-- BEGIN Material for this exercise --
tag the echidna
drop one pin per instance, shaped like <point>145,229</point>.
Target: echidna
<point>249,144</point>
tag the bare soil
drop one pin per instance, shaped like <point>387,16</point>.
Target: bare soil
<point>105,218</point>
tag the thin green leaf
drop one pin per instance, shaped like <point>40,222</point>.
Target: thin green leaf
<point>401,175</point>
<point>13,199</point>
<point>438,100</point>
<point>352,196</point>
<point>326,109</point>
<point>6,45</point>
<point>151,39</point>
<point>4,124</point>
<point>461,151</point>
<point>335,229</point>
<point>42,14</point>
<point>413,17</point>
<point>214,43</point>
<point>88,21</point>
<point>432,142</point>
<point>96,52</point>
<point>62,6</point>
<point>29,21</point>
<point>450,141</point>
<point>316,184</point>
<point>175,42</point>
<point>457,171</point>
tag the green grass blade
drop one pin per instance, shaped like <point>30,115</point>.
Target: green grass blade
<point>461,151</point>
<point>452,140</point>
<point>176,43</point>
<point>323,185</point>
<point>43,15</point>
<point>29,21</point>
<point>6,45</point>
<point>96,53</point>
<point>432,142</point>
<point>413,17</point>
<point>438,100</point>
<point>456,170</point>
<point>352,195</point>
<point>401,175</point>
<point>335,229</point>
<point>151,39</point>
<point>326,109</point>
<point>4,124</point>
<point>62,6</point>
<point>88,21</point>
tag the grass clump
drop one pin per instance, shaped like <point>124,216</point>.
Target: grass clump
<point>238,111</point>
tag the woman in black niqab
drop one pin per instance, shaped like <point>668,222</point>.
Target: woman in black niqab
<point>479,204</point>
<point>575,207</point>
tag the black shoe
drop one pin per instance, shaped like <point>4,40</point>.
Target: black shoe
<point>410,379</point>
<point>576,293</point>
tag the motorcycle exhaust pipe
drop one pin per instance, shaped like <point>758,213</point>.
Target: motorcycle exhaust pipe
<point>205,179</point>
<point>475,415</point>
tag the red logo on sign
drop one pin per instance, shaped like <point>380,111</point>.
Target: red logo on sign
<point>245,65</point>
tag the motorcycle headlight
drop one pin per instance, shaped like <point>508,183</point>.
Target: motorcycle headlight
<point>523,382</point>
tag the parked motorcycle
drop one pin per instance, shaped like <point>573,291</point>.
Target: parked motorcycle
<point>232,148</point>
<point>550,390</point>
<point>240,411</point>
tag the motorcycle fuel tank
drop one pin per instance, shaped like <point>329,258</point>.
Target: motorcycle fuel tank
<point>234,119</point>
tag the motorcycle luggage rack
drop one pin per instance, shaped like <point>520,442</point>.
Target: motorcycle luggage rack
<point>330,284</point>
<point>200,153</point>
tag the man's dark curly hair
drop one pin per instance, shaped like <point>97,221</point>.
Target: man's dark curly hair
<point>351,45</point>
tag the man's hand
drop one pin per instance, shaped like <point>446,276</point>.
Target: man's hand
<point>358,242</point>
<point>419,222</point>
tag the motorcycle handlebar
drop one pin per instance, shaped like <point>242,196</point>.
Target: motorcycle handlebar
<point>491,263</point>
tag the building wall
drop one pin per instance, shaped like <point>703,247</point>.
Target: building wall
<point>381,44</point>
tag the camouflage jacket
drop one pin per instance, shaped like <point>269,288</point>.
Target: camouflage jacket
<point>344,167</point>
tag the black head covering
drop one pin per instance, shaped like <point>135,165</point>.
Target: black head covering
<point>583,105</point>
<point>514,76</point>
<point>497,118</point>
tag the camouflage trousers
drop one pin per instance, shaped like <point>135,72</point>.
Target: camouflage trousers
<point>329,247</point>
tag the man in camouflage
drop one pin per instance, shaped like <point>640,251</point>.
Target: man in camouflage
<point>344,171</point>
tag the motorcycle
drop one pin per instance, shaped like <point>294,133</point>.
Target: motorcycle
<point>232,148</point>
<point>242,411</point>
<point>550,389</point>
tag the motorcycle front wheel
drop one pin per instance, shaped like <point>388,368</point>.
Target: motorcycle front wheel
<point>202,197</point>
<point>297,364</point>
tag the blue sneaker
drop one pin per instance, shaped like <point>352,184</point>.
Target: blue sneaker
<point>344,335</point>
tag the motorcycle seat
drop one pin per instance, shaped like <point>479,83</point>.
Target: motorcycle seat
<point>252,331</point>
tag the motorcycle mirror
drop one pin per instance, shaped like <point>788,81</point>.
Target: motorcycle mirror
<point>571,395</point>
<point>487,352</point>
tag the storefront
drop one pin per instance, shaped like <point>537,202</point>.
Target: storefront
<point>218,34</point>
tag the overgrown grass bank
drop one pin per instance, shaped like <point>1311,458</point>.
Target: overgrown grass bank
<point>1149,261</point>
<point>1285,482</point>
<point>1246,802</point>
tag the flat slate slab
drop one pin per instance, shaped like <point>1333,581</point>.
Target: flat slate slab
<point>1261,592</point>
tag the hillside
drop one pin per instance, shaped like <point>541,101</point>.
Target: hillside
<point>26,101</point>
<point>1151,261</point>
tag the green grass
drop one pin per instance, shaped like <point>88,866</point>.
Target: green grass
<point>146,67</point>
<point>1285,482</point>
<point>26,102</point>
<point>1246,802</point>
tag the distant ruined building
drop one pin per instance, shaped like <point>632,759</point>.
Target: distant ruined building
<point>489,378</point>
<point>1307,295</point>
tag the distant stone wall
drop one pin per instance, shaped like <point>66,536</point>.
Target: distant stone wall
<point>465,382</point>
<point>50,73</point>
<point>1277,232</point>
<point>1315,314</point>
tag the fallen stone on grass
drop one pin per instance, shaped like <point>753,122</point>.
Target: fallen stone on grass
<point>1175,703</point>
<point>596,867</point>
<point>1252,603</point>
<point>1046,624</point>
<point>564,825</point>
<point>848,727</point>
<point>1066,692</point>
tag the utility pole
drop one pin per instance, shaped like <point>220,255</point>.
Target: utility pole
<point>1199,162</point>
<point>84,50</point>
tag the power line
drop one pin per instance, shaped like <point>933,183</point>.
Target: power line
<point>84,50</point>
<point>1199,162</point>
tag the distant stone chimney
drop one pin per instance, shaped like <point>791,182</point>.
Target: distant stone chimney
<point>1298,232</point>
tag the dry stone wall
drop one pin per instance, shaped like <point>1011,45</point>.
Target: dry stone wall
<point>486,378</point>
-- END Material for this exercise --
● To do: Recast all of the data above as a JSON list of strings, with one string per line and blank lines omitted.

● Full solution:
[
  "tag the echidna",
  "drop one pin per instance, shaped like <point>145,229</point>.",
  "Target: echidna",
  "<point>249,144</point>",
  "tag the bare soil",
  "drop one pin per instance, shaped like <point>387,16</point>.",
  "Target: bare soil",
  "<point>105,218</point>",
  "tag the thin green leaf",
  "drop one pin per instance, shaped like <point>40,222</point>.",
  "Target: thin green leaf",
  "<point>401,175</point>",
  "<point>13,199</point>",
  "<point>438,100</point>",
  "<point>352,196</point>",
  "<point>326,109</point>",
  "<point>6,45</point>",
  "<point>151,39</point>",
  "<point>4,124</point>",
  "<point>461,151</point>",
  "<point>335,229</point>",
  "<point>42,14</point>",
  "<point>413,17</point>",
  "<point>214,43</point>",
  "<point>88,21</point>",
  "<point>432,142</point>",
  "<point>96,52</point>",
  "<point>62,6</point>",
  "<point>29,21</point>",
  "<point>450,141</point>",
  "<point>316,184</point>",
  "<point>175,42</point>",
  "<point>457,171</point>",
  "tag the green grass blade",
  "drop one pin per instance, shaped like <point>30,115</point>.",
  "Target: green grass blade",
  "<point>461,151</point>",
  "<point>452,140</point>",
  "<point>176,43</point>",
  "<point>323,185</point>",
  "<point>43,15</point>",
  "<point>29,21</point>",
  "<point>6,45</point>",
  "<point>96,53</point>",
  "<point>432,142</point>",
  "<point>413,17</point>",
  "<point>438,100</point>",
  "<point>456,170</point>",
  "<point>352,195</point>",
  "<point>401,175</point>",
  "<point>335,229</point>",
  "<point>151,39</point>",
  "<point>326,109</point>",
  "<point>4,124</point>",
  "<point>62,6</point>",
  "<point>88,21</point>",
  "tag the grass clump",
  "drop one pin per instance, shaped like <point>124,216</point>.",
  "Target: grass clump",
  "<point>238,111</point>",
  "tag the woman in black niqab",
  "drop one pin per instance, shaped like <point>668,222</point>.",
  "Target: woman in black niqab",
  "<point>479,204</point>",
  "<point>575,207</point>",
  "tag the black shoe",
  "drop one pin per instance, shaped like <point>4,40</point>.",
  "Target: black shoe",
  "<point>410,379</point>",
  "<point>576,293</point>",
  "tag the motorcycle exhaust pipe",
  "drop one pin per instance, shaped like <point>758,213</point>.",
  "Target: motorcycle exhaust pipe",
  "<point>205,179</point>",
  "<point>475,415</point>",
  "tag the red logo on sign",
  "drop one pin per instance, shaped like <point>380,111</point>.",
  "Target: red logo on sign",
  "<point>245,65</point>",
  "tag the motorcycle headlight",
  "drop one pin per instance, shaped like <point>508,183</point>.",
  "Target: motorcycle headlight",
  "<point>523,382</point>",
  "tag the parked motorcycle",
  "drop one pin per instance, shaped like <point>573,291</point>.",
  "Target: parked motorcycle",
  "<point>232,148</point>",
  "<point>550,390</point>",
  "<point>240,411</point>",
  "tag the motorcycle fuel tank",
  "drop one pin per instance, shaped like <point>329,258</point>.",
  "Target: motorcycle fuel tank",
  "<point>234,119</point>",
  "tag the motorcycle luggage rack",
  "drop one pin per instance, shaped like <point>520,442</point>.",
  "Target: motorcycle luggage rack",
  "<point>330,284</point>",
  "<point>200,153</point>",
  "tag the man's dark curly hair",
  "drop one pin per instance, shaped like <point>97,221</point>.",
  "Target: man's dark curly hair",
  "<point>351,45</point>",
  "tag the man's hand",
  "drop one pin per instance, shaped like <point>446,276</point>.",
  "Target: man's hand",
  "<point>358,242</point>",
  "<point>419,222</point>",
  "tag the motorcycle handlebar",
  "drop one pin per instance, shaped like <point>242,196</point>.",
  "Target: motorcycle handlebar",
  "<point>491,263</point>",
  "tag the building wall",
  "drop one pin per instance, shaped like <point>703,247</point>.",
  "Target: building wall",
  "<point>381,44</point>",
  "tag the camouflage jacket",
  "drop one pin per instance, shaped like <point>269,288</point>.",
  "Target: camouflage jacket",
  "<point>344,167</point>",
  "tag the black head covering",
  "drop one pin per instance, shaped like <point>135,165</point>.",
  "Target: black head covering",
  "<point>583,105</point>",
  "<point>514,76</point>",
  "<point>497,118</point>",
  "tag the camouflage trousers",
  "drop one pin per instance, shaped like <point>135,72</point>.",
  "Target: camouflage trousers",
  "<point>329,247</point>",
  "tag the man in camouflage",
  "drop one pin per instance, shaped like <point>640,251</point>.",
  "Target: man in camouflage",
  "<point>344,171</point>",
  "tag the motorcycle",
  "drop one pin per instance, shaped like <point>294,133</point>.",
  "Target: motorcycle",
  "<point>232,148</point>",
  "<point>242,411</point>",
  "<point>550,389</point>",
  "tag the motorcycle front wheel",
  "drop one pin per instance, shaped like <point>388,368</point>.",
  "Target: motorcycle front wheel",
  "<point>202,197</point>",
  "<point>297,364</point>",
  "tag the blue sneaker",
  "drop one pin per instance, shaped like <point>352,184</point>.",
  "Target: blue sneaker",
  "<point>344,335</point>",
  "tag the motorcycle seat",
  "drop one pin per instance, shaped like <point>479,83</point>.",
  "Target: motorcycle seat",
  "<point>252,331</point>",
  "tag the motorcycle mirror",
  "drop one pin per instance, shaped like <point>788,81</point>.",
  "Target: motorcycle mirror",
  "<point>571,395</point>",
  "<point>487,352</point>",
  "tag the storefront",
  "drop one pin per instance, shaped like <point>537,202</point>.",
  "Target: storefront",
  "<point>218,34</point>",
  "tag the overgrown grass bank",
  "drop one pin per instance, shaped like <point>1311,458</point>.",
  "Target: overgrown grass bank",
  "<point>1149,261</point>",
  "<point>1285,482</point>",
  "<point>1246,802</point>",
  "tag the flat slate slab",
  "drop one pin per instance, shaped like <point>1333,581</point>.",
  "Target: flat slate slab",
  "<point>1261,592</point>",
  "tag the hillside",
  "drop one pin per instance, shaped like <point>541,101</point>.",
  "Target: hillside",
  "<point>26,101</point>",
  "<point>1151,261</point>",
  "tag the green grass",
  "drop one pin per instance, shaped like <point>88,866</point>.",
  "Target: green grass",
  "<point>146,67</point>",
  "<point>1285,482</point>",
  "<point>26,102</point>",
  "<point>1246,802</point>",
  "tag the distant ruined building",
  "drop one pin per instance, shaped like <point>632,759</point>.",
  "Target: distant ruined building",
  "<point>489,378</point>",
  "<point>1307,295</point>",
  "tag the distant stone wall",
  "drop one pin per instance, shaped like <point>66,536</point>.",
  "Target: distant stone wall",
  "<point>465,382</point>",
  "<point>50,73</point>",
  "<point>1277,232</point>",
  "<point>1315,314</point>",
  "tag the fallen stone on grass",
  "drop one pin per instance, shaped like <point>753,122</point>.",
  "Target: fallen stone on grass",
  "<point>1175,703</point>",
  "<point>596,867</point>",
  "<point>1252,603</point>",
  "<point>1046,624</point>",
  "<point>564,825</point>",
  "<point>848,727</point>",
  "<point>1066,692</point>",
  "tag the utility pole",
  "drop one pin per instance, shaped like <point>220,255</point>.",
  "Target: utility pole",
  "<point>1199,162</point>",
  "<point>84,50</point>",
  "tag the power line",
  "drop one pin per instance, shaped like <point>933,183</point>.",
  "Target: power line",
  "<point>84,50</point>",
  "<point>1199,162</point>",
  "tag the distant stone chimney",
  "drop one pin per instance, shaped like <point>791,182</point>.",
  "Target: distant stone chimney",
  "<point>1298,232</point>",
  "tag the dry stone wall",
  "drop one pin per instance, shaped like <point>1011,45</point>.",
  "Target: dry stone wall",
  "<point>486,378</point>"
]